----- Text block -----

Horizontal scaling is constrained — each replica needs enough heap for concurrent working sets. With Approach A, scaling out means adding RAM proportional to T × concurrency.

These thresholds are not absolute numbers — they depend on the JVM heap, GC choice, container memory limits, and concurrent request patterns. The correct approach is to monitor allocation rate and GC pause frequency in a realistic load test, then decide whether to move to Approach B or C based on observed data, not speculation.

4. Approach B — DB-Powered Query Side

Source: ./diagrams/approachB-sequence.puml

4.1 Design Overview

Approach B pushes the aggregation into the database engine using GROUP BY. Instead of loading all T transactions into the JVM and iterating them in Java, a SQL query returns one row per ticker with pre-computed sums. The application receives H projection DTOs instead of T full entities.

-----

» **Stated task A**:
Copy the part of the passage on query aggregation approaches that begins with the words "Horizontal scaling is" and ends with "T × concurrency.".
» **Stated task B**:
Continue the passage on query aggregation approaches from its final sentence.

----- Information provided -----

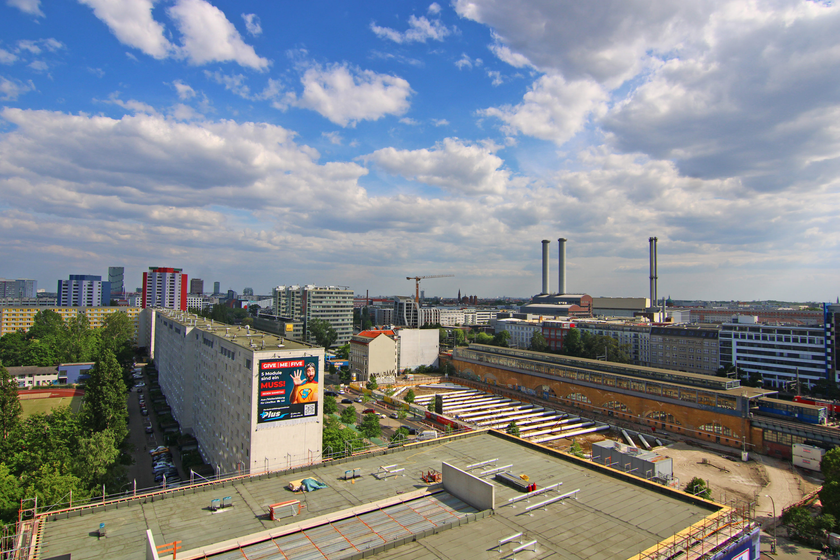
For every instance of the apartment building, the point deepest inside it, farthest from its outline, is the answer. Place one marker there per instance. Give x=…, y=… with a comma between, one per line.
x=238, y=391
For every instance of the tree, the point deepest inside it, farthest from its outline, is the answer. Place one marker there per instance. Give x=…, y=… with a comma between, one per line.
x=697, y=487
x=348, y=415
x=323, y=332
x=830, y=465
x=330, y=406
x=572, y=345
x=538, y=342
x=512, y=428
x=105, y=398
x=9, y=403
x=370, y=426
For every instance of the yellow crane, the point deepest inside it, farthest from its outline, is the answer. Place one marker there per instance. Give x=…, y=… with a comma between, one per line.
x=417, y=283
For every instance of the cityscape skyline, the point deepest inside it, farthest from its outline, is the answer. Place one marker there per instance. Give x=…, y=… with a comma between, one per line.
x=269, y=144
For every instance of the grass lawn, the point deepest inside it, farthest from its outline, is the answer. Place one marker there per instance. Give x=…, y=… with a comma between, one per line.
x=32, y=406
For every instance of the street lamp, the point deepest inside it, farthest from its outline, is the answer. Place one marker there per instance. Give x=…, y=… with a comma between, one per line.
x=774, y=520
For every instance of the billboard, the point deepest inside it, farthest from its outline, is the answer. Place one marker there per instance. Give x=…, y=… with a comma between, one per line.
x=288, y=389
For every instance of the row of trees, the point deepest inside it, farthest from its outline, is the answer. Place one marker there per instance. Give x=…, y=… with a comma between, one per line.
x=61, y=454
x=52, y=341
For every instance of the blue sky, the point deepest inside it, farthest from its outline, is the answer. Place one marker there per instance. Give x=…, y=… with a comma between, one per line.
x=265, y=143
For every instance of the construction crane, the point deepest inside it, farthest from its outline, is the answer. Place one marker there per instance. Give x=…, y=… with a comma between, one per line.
x=417, y=283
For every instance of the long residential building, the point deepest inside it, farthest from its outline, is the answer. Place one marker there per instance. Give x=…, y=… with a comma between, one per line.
x=235, y=389
x=15, y=318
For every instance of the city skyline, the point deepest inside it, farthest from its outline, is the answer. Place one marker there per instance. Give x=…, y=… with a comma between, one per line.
x=266, y=144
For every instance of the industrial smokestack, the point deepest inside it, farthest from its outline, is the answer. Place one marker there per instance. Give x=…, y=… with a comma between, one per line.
x=561, y=280
x=653, y=276
x=545, y=266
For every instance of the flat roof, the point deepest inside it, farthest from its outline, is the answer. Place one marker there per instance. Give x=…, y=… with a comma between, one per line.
x=614, y=515
x=235, y=334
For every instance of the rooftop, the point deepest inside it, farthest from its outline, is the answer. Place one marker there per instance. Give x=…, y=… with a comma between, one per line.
x=614, y=515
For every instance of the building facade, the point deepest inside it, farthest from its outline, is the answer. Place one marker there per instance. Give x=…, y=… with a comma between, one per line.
x=333, y=304
x=780, y=353
x=116, y=276
x=83, y=290
x=220, y=382
x=165, y=287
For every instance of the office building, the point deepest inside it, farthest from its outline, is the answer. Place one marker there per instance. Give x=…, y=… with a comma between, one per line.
x=197, y=286
x=232, y=388
x=781, y=354
x=116, y=276
x=83, y=291
x=333, y=304
x=165, y=287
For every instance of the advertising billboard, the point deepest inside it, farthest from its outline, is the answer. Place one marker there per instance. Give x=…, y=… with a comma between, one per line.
x=288, y=389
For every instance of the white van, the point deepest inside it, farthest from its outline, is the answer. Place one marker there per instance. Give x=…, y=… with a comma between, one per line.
x=428, y=434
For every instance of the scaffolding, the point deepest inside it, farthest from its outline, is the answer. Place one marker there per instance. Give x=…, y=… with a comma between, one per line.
x=705, y=539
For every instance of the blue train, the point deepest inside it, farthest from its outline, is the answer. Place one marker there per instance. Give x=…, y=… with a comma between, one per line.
x=812, y=414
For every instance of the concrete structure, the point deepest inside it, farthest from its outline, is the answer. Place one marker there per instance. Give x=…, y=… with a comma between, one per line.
x=197, y=286
x=333, y=304
x=165, y=288
x=116, y=276
x=685, y=348
x=373, y=352
x=83, y=290
x=598, y=513
x=779, y=353
x=214, y=379
x=62, y=374
x=417, y=347
x=705, y=407
x=22, y=318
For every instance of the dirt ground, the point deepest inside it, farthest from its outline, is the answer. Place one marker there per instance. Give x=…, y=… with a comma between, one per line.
x=736, y=483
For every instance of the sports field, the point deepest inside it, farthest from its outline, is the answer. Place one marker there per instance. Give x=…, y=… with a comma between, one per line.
x=35, y=401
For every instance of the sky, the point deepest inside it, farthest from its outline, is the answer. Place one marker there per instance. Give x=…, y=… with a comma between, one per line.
x=262, y=143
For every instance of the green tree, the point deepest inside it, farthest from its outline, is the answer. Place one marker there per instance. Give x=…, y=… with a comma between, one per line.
x=370, y=426
x=323, y=332
x=512, y=428
x=10, y=494
x=572, y=345
x=104, y=404
x=698, y=487
x=348, y=415
x=9, y=403
x=330, y=406
x=538, y=342
x=830, y=465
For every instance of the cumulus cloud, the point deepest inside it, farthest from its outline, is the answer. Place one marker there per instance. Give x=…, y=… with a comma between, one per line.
x=452, y=165
x=252, y=24
x=132, y=23
x=206, y=33
x=208, y=36
x=420, y=30
x=553, y=109
x=31, y=7
x=346, y=95
x=10, y=90
x=184, y=91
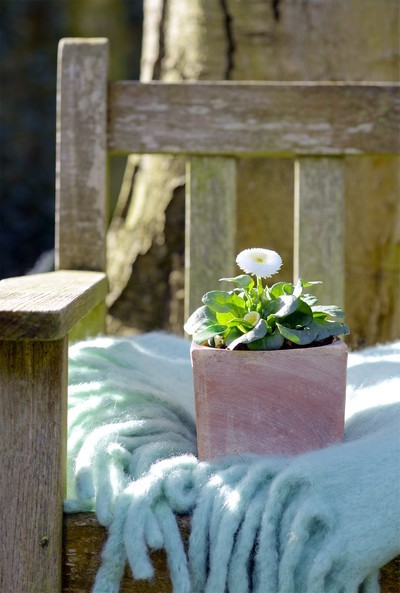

-----

» **Right answer A**:
Horizontal scaling is constrained — each replica needs enough heap for concurrent working sets. With Approach A, scaling out means adding RAM proportional to T × concurrency.

» **Right answer B**:
This eliminates the O(T) memory footprint in the JVM and moves the O(T) scan into the database, where it can leverage indexes, buffer pools, and the DB engine's optimized aggregation operators.

4.2 GROUP BY Aggregation

The query that replaces in-memory aggregation:

SELECT
    ticker,
    SUM(CASE WHEN type = 'PURCHASE' THEN quantity ELSE 0 END)              AS total_bought_qty,
    SUM(CASE WHEN type = 'PURCHASE' THEN quantity * unit_price ELSE 0 END) AS total_bought_cost,
    SUM(CASE WHEN type = 'SALE'     THEN profit ELSE 0 END)                AS realized_gain
FROM transactions
WHERE portfolio_id = :portfolioId
  AND type IN ('PURCHASE', 'SALE')
GROUP BY ticker

The result set contains H rows (one per distinct ticker). Each row maps to a projection DTO:

public record TickerAggregateDTO(
    String ticker,
    BigDecimal totalBoughtQty,
    BigDecimal totalBoughtCost,
    BigDecimal realizedGain
) {}

No Transaction entity is ever materialized. The JDBC driver reads H rows directly into lightweight DTOs.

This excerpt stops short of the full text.